# WORK ORDER A
Return, word for word, the part of the Beirut travel account starting at "In the smoke" and ending at "are being kidnapped.".
# WORK ORDER B
Answer these questions from the Beirut travel account:
(i) What color was the Mercedes parked in Borj El Brajneh?
(ii) Who was banned from flying into Lebanon?
(iii) At which port was the smoke-filled waiting room?

# EXCERPTED TEXT
Sitting in the cushioned back seat of a lime green Mercedes parked in the southern Beirut suburb of Borj El Brajneh, I felt a sharp twinge in my abdomen, it caught me by surprise and I winced, I leaned out of the window to see where my newly found friends were. We were parked in a breeze block built shanty town, war damage and smouldering garbage. Ibrahim was emerging from a side alley with a grin on his face; the other two were following behind him. Did you get it? I asked as they all climbed back in the car. Yalla says Ibrahim clearly pleased with himself. We had just bought a second hand carburettor.

It was the early 90s, officially the Lebanese civil war was over and the last of the western hostages had just been released. An air of optimism was prevailing; the Syrian army had it all under control. Americans were banned from flying into Lebanon and for the rest of us it was far from a simple task to get there. I found a ferry from Cyprus.

In the smoke filled waiting room at the port of Larnaca I was being peppered with questions from the Lebanese expatriates waiting for the same Russian tug; Am I in the UN? Have I been before? Do I have a place to stay? Do I know anyone in Lebanon? My negative answers were making me nervous and the others dismayed. Eventually we were all summoned to a waiting mini bus, it was dark, and the curtains were pulled closed. Someone said we are not even in Beirut and already we are being kidnapped.

# EXTRACTED ENTRIES

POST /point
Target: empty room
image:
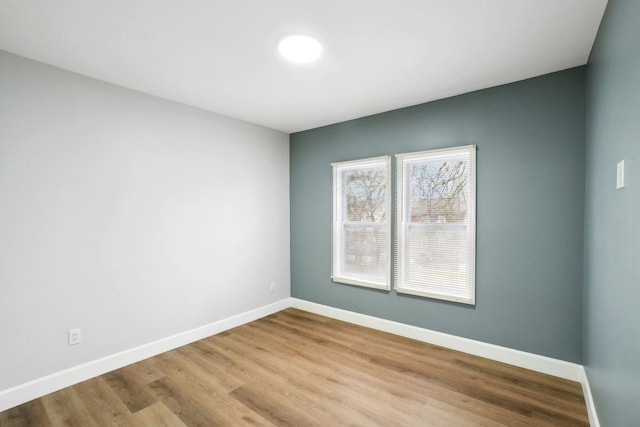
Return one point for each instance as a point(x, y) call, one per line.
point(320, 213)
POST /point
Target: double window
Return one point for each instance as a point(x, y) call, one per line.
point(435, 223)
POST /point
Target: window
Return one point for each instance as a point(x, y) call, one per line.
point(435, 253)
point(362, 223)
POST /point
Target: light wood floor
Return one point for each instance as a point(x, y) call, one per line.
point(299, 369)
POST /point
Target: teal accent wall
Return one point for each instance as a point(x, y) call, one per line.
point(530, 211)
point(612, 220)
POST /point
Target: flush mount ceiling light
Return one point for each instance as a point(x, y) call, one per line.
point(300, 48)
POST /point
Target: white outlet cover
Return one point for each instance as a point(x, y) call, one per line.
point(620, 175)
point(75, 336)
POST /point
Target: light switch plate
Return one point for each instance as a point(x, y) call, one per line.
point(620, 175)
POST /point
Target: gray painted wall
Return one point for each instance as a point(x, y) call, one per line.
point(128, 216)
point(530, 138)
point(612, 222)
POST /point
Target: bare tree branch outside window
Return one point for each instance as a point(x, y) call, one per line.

# SOLUTION A
In the smoke filled waiting room at the port of Larnaca I was being peppered with questions from the Lebanese expatriates waiting for the same Russian tug; Am I in the UN? Have I been before? Do I have a place to stay? Do I know anyone in Lebanon? My negative answers were making me nervous and the others dismayed. Eventually we were all summoned to a waiting mini bus, it was dark, and the curtains were pulled closed. Someone said we are not even in Beirut and already we are being kidnapped.

# SOLUTION B
(i) Lime green
(ii) Americans
(iii) The port of Larnaca